### THE TASK
Copy out the lines below word for word, leaving out the pictures.

_ _ _ _ _

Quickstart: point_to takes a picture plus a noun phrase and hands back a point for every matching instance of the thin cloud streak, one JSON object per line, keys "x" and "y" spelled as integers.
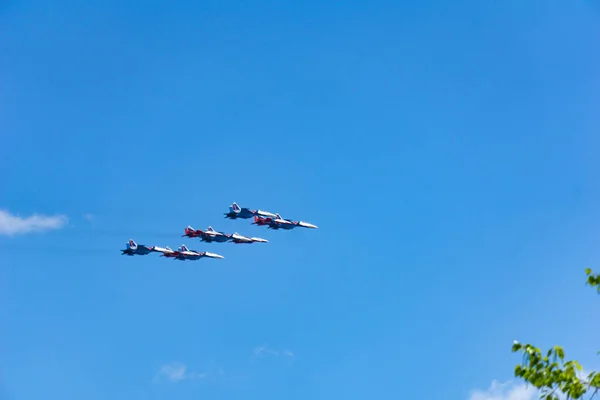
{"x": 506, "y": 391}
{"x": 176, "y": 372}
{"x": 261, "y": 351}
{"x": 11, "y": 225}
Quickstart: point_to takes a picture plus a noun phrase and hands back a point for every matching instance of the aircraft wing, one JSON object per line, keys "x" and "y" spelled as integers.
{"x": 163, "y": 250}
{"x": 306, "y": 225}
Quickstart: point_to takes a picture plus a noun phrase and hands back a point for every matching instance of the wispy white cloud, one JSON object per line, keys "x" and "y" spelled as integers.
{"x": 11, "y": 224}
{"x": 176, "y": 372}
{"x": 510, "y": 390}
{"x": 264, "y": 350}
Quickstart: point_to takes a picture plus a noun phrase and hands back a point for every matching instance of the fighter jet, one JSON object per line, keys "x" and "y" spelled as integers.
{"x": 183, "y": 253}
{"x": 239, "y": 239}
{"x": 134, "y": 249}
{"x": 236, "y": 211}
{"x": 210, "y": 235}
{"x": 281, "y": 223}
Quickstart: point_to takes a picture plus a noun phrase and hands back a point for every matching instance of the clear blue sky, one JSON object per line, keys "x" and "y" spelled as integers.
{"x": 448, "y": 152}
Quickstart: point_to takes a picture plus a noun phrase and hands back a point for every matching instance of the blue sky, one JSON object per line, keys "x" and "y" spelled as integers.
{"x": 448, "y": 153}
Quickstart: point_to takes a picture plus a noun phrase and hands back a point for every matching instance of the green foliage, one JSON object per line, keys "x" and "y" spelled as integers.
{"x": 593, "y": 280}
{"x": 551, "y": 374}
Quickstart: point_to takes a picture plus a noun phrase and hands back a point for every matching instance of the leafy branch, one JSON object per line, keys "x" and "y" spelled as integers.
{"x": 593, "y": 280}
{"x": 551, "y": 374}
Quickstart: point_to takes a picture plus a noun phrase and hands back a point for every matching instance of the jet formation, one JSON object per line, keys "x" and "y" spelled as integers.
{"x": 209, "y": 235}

_ _ _ _ _

### EXERCISE ANSWER
Quickstart: point_to takes a picture plus a noun phrase and hands back a point for every matching instance of the thin cloud streak, one JSON object per line, keys "x" and "y" spelled as integers.
{"x": 506, "y": 391}
{"x": 176, "y": 372}
{"x": 261, "y": 351}
{"x": 11, "y": 225}
Quickstart: point_to takes a picture plus a noun phrase and hands back a point for every matching instance of the aircraft wing, one JSON object per line, keys "x" and "y" spelled as integers.
{"x": 163, "y": 250}
{"x": 306, "y": 225}
Quickstart: point_to takes a picture plus a noun phrase and hands back a point for every matching instance of the wispy white cloud, one JSON object per line, keys "x" and "y" spelled as integers.
{"x": 11, "y": 224}
{"x": 176, "y": 372}
{"x": 510, "y": 390}
{"x": 264, "y": 350}
Quickstart: point_to takes a picture plus a noun phrase and hands back a point for every matching instance of the fighter jet, one JSON object per line, keys "x" and "y" spelled as integers.
{"x": 183, "y": 253}
{"x": 239, "y": 239}
{"x": 134, "y": 249}
{"x": 236, "y": 211}
{"x": 210, "y": 235}
{"x": 281, "y": 223}
Quickstart: point_to takes a picture plus a noun phrase and hands back a point for every matching instance of the clear blue sky, one JSON object per line, keys "x" and "y" spelled as integers.
{"x": 448, "y": 152}
Quickstart: point_to takes a picture plus a noun phrase and hands back a point for every matching instance of the blue sky, one JSON object per line, keys "x" and "y" spelled as integers.
{"x": 448, "y": 153}
Quickstart: point_to takes a picture plus a noun phrase and hands back a point for every matching instance of the green foliage, one JSON object per line, keys "x" and "y" spelled as integers.
{"x": 593, "y": 280}
{"x": 551, "y": 374}
Quickstart: point_to takes a picture plus a noun phrase and hands back a point for every matching instance of the leafy branch, one JSON object per line, keys "x" and "y" spelled as integers.
{"x": 593, "y": 280}
{"x": 551, "y": 374}
Quickstart: point_to takes a picture plus a noun phrase and hands back a point for every matching instance of the jet formation, one JSON object per line, keys "x" and "y" spelled as integers.
{"x": 209, "y": 235}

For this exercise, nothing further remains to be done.